### DESAFIO A
Segundo o texto sobre Mauro Dias, que idade ele tinha quando morreu?
### DESAFIO B
Resuma em duas frases o texto sobre Mauro Dias.
### DESAFIO C
Edite o trecho do texto de "O Brasil ficou mais pobre musicalmente." até "de Mauro Dias.", trocando "grande artista" por "grande compositor".

━━━━━ TRECHO DO TEXTO ━━━━━

O Brasil ficou mais pobre musicalmente. Desta feita, não por mais uma perda de um grande artista, que como costuma dizer Rolando Boldrin, “partiu antes do combinado.” O Brasil ficou mais pobre musicalmente por conta da partida prematura de Mauro Dias, um dos melhores críticos musicais que tivemos oportunidade conhecer através de seus textos sempre límpidos, elucidativos, sem abrir mão da emoção que cada trabalho analisado suscitava, sem jamais abrir mão da necessária objetividade. Foi um golpe para todos que conheciam seu trabalho e o admirava por causa disso. Aos 66 anos muito ainda se esperava de Mauro Dias.
Pouco se nota a presença dessa categoria, não muito claramente encaixada dentre as atividades artísticas e culturais. Porém, os críticos são importantes, diria fundamentais para a arte e cultura em geral e felizmente o Brasil teve e ainda tem alguns que devem ser considerados célebres. Desde José Veríssimo, Silvio Romero, para a literatura; Paulo Emilio Salles Gomes, Leon Cakof, Rubens Evald para o cinema; Luis Antonio Giron, Ennio Squeff, Mauro Dias, José Ramos Tinhorão para a música; Bárbara Heliodora, Décio Almeida Prado para o teatro, e outros tantos formadores de público, de uma consciência crítica capaz de elevar a arte como um dos aspectos fundamentais da existência e não mero entretenimento, descartável, a ser usufruído aos intervalos acidentais de outras atividades consideradas mais "sérias" ou "produtivas".

━━━━━ DADOS DE ORIGEM ━━━━━

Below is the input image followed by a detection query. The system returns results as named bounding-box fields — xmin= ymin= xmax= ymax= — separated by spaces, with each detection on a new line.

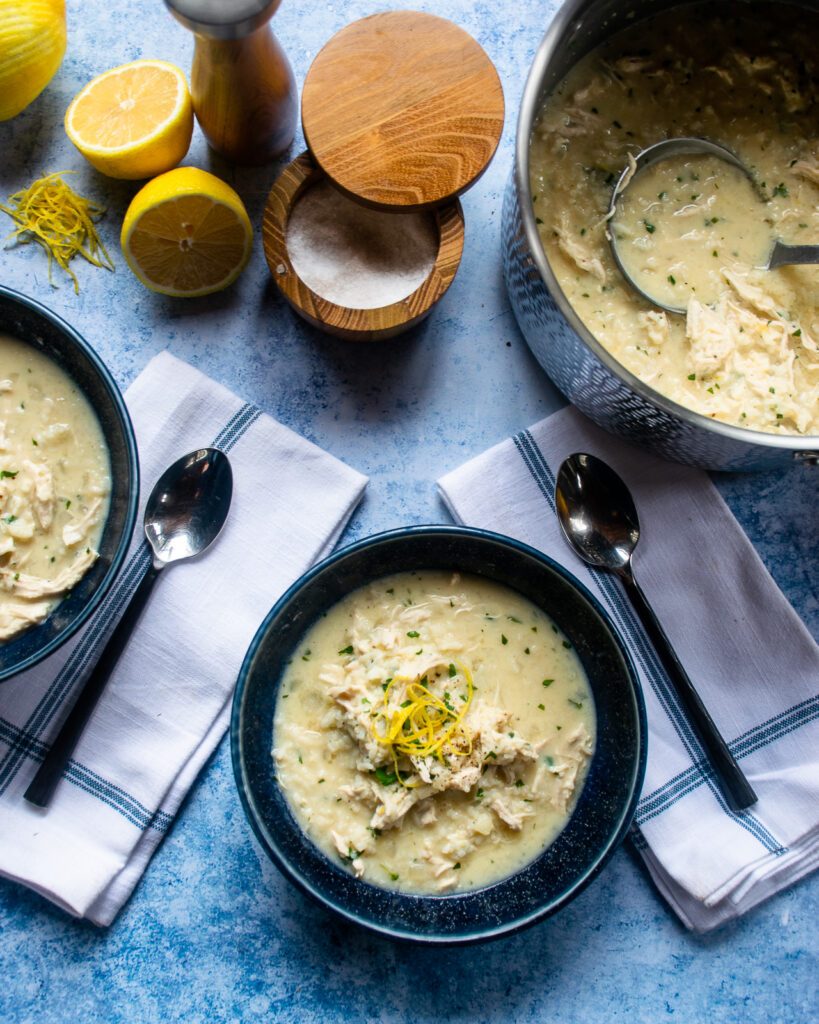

━━━━━

### SOLUÇÃO COMENTADA A
Mauro Dias tinha 66 anos.

### SOLUÇÃO COMENTADA B
O Brasil ficou mais pobre musicalmente com a partida prematura, aos 66 anos, de Mauro Dias, um dos melhores críticos musicais do país, cujos textos eram límpidos e elucidativos e uniam emoção e objetividade. Embora pouco notados, os críticos são fundamentais para a arte e a cultura, e o Brasil teve e ainda tem nomes célebres na literatura, no cinema, na música e no teatro, formadores de uma consciência crítica que eleva a arte acima do mero entretenimento.

### SOLUÇÃO COMENTADA C
O Brasil ficou mais pobre musicalmente. Desta feita, não por mais uma perda de um grande compositor, que como costuma dizer Rolando Boldrin, “partiu antes do combinado.” O Brasil ficou mais pobre musicalmente por conta da partida prematura de Mauro Dias, um dos melhores críticos musicais que tivemos oportunidade conhecer através de seus textos sempre límpidos, elucidativos, sem abrir mão da emoção que cada trabalho analisado suscitava, sem jamais abrir mão da necessária objetividade. Foi um golpe para todos que conheciam seu trabalho e o admirava por causa disso. Aos 66 anos muito ainda se esperava de Mauro Dias.